*** Opening of Records provided ***

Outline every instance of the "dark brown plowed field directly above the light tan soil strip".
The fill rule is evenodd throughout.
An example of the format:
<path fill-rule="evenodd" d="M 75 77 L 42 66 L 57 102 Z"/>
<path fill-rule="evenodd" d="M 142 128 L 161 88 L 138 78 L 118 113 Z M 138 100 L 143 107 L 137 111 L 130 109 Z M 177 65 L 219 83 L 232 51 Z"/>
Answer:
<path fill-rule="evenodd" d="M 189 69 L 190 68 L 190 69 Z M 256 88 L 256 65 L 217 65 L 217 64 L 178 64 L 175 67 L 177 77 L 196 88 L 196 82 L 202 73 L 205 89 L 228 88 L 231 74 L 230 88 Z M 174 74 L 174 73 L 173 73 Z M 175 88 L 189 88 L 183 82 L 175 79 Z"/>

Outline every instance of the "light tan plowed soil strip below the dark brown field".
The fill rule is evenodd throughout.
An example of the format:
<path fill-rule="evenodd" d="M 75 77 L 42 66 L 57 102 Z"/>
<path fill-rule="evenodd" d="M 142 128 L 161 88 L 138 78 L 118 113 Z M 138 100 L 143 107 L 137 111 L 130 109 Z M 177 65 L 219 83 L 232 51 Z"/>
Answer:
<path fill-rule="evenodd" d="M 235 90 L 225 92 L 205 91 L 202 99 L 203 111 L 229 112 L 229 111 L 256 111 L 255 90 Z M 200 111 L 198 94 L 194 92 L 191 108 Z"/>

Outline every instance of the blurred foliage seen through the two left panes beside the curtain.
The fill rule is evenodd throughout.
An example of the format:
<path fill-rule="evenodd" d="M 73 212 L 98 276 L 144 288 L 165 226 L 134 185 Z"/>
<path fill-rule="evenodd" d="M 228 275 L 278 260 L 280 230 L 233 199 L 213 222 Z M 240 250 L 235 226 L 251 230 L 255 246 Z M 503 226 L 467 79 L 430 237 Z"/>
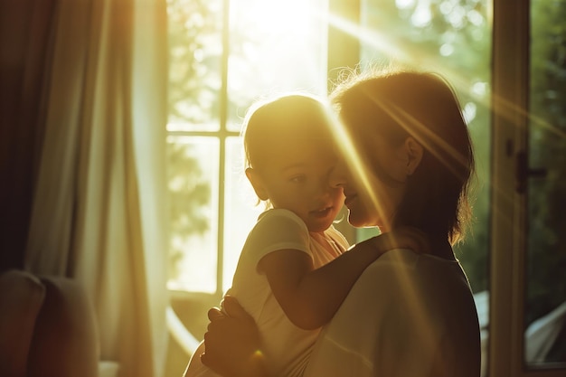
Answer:
<path fill-rule="evenodd" d="M 211 12 L 207 0 L 168 0 L 169 20 L 169 127 L 203 128 L 217 118 L 218 87 L 215 80 L 222 51 L 211 50 L 209 39 L 222 30 L 218 12 Z M 203 208 L 210 201 L 210 184 L 203 179 L 202 169 L 194 158 L 191 146 L 169 140 L 167 178 L 170 193 L 171 241 L 169 250 L 170 278 L 180 271 L 183 242 L 193 234 L 210 228 L 210 219 Z"/>

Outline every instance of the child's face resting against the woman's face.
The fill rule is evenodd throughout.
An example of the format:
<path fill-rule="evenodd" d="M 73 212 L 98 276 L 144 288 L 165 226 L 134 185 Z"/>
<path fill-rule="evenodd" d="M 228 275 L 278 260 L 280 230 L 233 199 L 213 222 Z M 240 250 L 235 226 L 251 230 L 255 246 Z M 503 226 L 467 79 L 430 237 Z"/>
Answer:
<path fill-rule="evenodd" d="M 335 150 L 321 141 L 281 140 L 266 150 L 260 177 L 274 208 L 295 212 L 309 231 L 325 231 L 344 204 L 341 187 L 331 187 Z"/>

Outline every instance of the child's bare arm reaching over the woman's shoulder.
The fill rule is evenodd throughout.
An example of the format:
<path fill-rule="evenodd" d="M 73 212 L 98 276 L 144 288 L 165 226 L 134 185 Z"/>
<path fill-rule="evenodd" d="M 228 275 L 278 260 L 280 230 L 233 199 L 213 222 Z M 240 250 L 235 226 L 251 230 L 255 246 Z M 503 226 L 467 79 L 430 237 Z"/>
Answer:
<path fill-rule="evenodd" d="M 354 245 L 319 269 L 299 250 L 273 251 L 259 261 L 259 267 L 289 320 L 315 329 L 335 315 L 366 267 L 385 251 L 399 248 L 422 252 L 427 241 L 421 231 L 400 228 Z"/>

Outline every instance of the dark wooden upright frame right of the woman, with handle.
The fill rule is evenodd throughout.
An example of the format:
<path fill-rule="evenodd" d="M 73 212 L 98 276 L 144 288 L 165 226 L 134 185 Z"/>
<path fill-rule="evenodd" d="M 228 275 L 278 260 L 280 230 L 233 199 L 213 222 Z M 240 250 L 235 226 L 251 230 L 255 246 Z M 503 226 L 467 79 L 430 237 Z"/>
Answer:
<path fill-rule="evenodd" d="M 564 363 L 533 367 L 524 362 L 528 210 L 527 193 L 517 190 L 521 182 L 516 172 L 524 168 L 520 156 L 528 150 L 531 2 L 494 0 L 493 15 L 488 375 L 559 377 Z"/>

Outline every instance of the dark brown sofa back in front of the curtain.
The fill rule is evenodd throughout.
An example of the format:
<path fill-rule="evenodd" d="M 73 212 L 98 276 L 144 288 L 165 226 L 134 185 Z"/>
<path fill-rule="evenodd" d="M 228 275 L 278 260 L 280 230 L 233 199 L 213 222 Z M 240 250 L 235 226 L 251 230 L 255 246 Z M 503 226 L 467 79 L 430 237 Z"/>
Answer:
<path fill-rule="evenodd" d="M 0 376 L 99 377 L 117 366 L 99 361 L 93 306 L 77 280 L 0 273 Z"/>

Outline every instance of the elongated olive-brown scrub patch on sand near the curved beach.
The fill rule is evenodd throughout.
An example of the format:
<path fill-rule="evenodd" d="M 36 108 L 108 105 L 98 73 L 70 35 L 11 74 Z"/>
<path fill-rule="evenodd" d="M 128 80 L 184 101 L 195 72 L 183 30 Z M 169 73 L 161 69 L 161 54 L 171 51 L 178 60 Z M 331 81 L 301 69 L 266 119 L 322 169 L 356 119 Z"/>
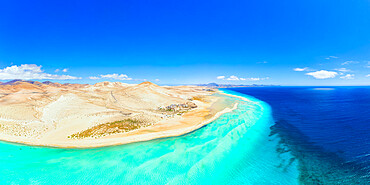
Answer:
<path fill-rule="evenodd" d="M 100 124 L 84 130 L 82 132 L 78 132 L 76 134 L 72 134 L 68 136 L 68 138 L 73 139 L 82 139 L 87 137 L 98 138 L 106 135 L 111 134 L 118 134 L 124 133 L 132 130 L 139 129 L 141 127 L 149 126 L 150 124 L 138 119 L 125 119 L 120 121 L 114 121 L 109 123 Z"/>

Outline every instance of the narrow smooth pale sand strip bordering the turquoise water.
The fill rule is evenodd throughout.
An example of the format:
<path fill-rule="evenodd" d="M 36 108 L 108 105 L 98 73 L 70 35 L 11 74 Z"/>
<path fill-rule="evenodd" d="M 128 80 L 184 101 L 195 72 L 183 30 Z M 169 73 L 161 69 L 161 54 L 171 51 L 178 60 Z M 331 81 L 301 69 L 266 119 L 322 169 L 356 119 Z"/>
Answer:
<path fill-rule="evenodd" d="M 228 97 L 239 98 L 243 101 L 249 101 L 247 98 L 227 94 L 219 91 L 218 94 L 225 95 Z M 115 145 L 123 145 L 129 143 L 136 143 L 142 141 L 149 141 L 160 138 L 176 137 L 185 135 L 192 131 L 195 131 L 212 121 L 219 118 L 221 115 L 231 112 L 237 109 L 238 103 L 234 103 L 233 106 L 226 107 L 221 111 L 216 112 L 211 118 L 205 119 L 205 113 L 210 107 L 204 106 L 201 108 L 196 108 L 189 113 L 186 113 L 182 117 L 164 120 L 160 124 L 154 124 L 149 127 L 140 128 L 126 133 L 108 135 L 103 138 L 97 139 L 80 139 L 80 140 L 38 140 L 38 139 L 26 139 L 20 137 L 10 137 L 5 134 L 0 135 L 0 140 L 11 143 L 25 144 L 31 146 L 41 146 L 41 147 L 56 147 L 56 148 L 98 148 L 107 147 Z M 166 127 L 172 127 L 168 129 Z"/>

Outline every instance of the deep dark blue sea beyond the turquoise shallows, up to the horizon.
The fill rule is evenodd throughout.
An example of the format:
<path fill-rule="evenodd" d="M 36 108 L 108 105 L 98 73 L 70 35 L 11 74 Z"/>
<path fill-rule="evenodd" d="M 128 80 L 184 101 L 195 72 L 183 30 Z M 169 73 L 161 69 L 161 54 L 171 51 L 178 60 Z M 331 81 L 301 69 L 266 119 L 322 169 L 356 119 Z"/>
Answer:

*** Close of Records provided ***

:: Activity ::
Using the material, show each line where the string "Outline" can be found.

:: Output of the task ::
Outline every instance of the "dark brown plowed field directly above the light tan soil strip".
Outline every instance of the "light tan plowed soil strip below the dark brown field".
Outline every instance of the blurred foliage seen through the two left panes beside the curtain.
Outline every instance of the child's face resting against the woman's face.
Outline every instance of the child's bare arm reaching over the woman's shoulder.
Outline every instance of the dark wooden upright frame right of the woman, with handle.
Outline every instance of the dark brown sofa back in front of the curtain.
Outline every instance of the elongated olive-brown scrub patch on sand near the curved beach.
Outline every instance of the narrow smooth pale sand strip bordering the turquoise water.
Outline every instance of the deep dark blue sea beyond the turquoise shallows, up to the horizon.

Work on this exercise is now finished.